**Task prompt:** Locate every line in the listing below that contains the string "snowy", treating uppercase and lowercase as distinct, and copy each such line.

Listing of named-object pointing records:
START

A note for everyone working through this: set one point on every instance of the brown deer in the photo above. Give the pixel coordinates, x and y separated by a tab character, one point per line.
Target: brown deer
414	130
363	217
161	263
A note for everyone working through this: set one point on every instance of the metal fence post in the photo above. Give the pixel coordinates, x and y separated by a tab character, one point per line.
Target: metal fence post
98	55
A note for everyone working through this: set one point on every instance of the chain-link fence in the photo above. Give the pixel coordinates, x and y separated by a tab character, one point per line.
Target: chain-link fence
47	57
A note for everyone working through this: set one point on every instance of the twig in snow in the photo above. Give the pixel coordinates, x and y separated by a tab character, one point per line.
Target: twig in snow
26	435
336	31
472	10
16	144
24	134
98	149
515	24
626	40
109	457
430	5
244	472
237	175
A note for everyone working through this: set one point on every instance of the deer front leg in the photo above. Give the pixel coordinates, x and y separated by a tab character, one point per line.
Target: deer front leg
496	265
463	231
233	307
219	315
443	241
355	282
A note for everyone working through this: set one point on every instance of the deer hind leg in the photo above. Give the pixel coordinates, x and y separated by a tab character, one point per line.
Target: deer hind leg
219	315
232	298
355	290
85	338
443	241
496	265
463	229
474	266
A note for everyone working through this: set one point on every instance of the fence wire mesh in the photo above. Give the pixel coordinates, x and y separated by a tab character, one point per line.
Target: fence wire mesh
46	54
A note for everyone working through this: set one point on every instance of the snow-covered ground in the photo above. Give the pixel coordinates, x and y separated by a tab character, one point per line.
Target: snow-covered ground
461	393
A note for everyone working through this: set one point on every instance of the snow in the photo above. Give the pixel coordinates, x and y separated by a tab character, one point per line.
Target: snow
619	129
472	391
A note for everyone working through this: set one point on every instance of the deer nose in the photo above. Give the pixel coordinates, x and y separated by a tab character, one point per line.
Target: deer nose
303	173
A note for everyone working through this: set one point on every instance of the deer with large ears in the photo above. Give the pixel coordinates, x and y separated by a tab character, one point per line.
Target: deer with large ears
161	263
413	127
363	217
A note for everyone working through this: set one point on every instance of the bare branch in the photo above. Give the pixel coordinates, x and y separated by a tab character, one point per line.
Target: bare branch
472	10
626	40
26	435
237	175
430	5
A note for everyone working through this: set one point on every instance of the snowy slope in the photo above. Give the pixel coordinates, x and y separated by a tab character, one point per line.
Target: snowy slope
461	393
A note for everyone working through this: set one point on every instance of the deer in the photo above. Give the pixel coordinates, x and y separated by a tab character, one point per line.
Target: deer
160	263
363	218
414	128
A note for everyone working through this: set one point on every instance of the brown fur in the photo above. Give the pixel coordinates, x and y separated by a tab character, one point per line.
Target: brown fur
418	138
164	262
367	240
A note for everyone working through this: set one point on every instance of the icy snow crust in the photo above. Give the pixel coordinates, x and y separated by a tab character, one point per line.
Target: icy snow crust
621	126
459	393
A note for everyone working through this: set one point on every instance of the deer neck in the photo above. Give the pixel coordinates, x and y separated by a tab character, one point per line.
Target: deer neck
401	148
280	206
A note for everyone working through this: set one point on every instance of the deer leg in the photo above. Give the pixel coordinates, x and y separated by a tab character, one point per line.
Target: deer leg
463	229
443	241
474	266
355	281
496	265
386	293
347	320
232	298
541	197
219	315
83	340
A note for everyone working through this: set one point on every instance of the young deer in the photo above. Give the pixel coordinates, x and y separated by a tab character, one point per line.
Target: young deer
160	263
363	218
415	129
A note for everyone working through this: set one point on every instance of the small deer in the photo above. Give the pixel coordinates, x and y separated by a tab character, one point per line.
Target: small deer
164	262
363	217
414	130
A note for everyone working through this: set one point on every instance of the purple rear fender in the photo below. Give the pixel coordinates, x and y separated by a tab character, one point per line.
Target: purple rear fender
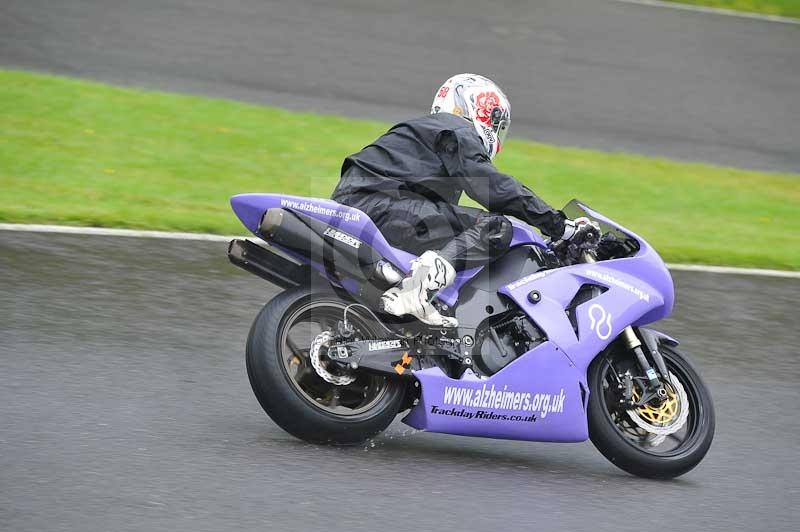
251	207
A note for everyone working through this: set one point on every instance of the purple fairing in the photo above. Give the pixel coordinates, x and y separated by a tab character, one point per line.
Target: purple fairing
639	291
543	394
251	207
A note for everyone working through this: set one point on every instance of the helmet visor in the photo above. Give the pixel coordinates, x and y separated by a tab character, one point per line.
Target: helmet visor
501	122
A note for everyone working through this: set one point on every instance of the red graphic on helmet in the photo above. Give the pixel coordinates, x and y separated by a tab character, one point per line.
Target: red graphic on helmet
485	103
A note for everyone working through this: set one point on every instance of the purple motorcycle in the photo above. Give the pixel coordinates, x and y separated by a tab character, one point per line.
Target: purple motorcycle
550	343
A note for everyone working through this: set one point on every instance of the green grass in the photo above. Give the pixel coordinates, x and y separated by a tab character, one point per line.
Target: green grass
74	152
786	8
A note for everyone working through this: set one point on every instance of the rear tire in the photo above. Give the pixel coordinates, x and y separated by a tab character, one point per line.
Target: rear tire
298	404
618	443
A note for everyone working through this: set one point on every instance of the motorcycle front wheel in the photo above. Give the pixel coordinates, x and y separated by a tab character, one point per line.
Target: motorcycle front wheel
654	440
292	392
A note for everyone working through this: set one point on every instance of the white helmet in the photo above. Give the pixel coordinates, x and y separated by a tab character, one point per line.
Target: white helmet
480	101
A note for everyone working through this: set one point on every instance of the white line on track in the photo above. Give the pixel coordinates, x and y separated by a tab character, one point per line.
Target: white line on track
713	10
102	231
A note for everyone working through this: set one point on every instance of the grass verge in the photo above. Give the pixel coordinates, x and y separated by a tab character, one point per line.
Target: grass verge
76	152
785	8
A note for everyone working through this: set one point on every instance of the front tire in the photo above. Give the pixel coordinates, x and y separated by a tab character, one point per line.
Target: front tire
625	443
293	394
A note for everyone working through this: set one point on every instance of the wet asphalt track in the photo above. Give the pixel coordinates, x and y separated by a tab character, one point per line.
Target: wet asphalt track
594	73
124	405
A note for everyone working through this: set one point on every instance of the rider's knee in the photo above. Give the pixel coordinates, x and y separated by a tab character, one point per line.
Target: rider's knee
496	230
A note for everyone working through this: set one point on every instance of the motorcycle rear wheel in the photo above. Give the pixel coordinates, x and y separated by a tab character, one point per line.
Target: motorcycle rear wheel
289	389
630	447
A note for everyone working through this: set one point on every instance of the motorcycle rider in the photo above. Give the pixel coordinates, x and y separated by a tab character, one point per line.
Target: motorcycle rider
409	182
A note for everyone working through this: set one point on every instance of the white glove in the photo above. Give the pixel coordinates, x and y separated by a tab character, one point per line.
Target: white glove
577	226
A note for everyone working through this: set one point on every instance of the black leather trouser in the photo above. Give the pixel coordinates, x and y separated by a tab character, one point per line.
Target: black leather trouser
464	236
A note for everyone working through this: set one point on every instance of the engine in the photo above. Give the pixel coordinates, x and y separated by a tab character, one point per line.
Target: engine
502	340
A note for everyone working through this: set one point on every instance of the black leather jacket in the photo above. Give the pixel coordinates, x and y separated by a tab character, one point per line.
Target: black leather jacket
438	157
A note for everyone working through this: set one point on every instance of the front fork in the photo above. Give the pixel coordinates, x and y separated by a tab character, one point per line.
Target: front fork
631	340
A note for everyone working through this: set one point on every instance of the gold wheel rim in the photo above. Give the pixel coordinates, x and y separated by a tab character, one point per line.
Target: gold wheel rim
662	414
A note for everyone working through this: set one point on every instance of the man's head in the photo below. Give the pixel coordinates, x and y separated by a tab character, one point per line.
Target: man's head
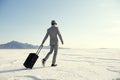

END

**Result:**
A note for everyone working through this: set one point on every instance of the snowy slope in the photo above. Give the pixel coordinates, x and y separated by a tab character, one point per line.
Target: snowy slope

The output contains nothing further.